»»

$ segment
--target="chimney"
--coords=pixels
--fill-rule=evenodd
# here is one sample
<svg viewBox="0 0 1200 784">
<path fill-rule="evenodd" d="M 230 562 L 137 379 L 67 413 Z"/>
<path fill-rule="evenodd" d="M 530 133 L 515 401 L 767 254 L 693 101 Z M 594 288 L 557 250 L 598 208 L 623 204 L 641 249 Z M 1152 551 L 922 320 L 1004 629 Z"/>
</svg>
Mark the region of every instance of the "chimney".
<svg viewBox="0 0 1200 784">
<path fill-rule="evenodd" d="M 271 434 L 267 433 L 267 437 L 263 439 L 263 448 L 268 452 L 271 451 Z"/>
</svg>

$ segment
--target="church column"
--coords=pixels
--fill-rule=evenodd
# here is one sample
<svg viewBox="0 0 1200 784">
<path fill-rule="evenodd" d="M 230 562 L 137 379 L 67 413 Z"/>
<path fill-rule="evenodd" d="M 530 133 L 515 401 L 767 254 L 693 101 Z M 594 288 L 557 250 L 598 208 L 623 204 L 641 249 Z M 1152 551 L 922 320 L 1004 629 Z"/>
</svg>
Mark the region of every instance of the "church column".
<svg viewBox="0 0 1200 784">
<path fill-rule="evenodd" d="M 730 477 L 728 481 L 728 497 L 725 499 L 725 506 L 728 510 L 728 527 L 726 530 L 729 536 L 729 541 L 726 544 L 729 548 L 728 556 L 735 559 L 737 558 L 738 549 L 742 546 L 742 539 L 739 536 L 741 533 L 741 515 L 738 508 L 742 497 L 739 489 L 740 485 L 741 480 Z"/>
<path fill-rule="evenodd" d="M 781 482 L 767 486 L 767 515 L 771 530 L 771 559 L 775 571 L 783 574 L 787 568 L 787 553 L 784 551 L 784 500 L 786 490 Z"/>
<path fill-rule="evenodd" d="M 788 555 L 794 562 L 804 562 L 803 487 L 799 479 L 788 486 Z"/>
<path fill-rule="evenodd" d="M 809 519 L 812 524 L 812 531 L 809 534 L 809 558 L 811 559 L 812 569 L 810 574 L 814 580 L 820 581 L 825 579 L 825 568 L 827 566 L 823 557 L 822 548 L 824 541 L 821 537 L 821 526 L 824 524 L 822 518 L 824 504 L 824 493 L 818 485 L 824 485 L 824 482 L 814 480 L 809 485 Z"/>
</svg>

««

Copy every line from the records above that contains the string "target".

» **EXERCISE OUTPUT**:
--target="chimney"
--target="church column"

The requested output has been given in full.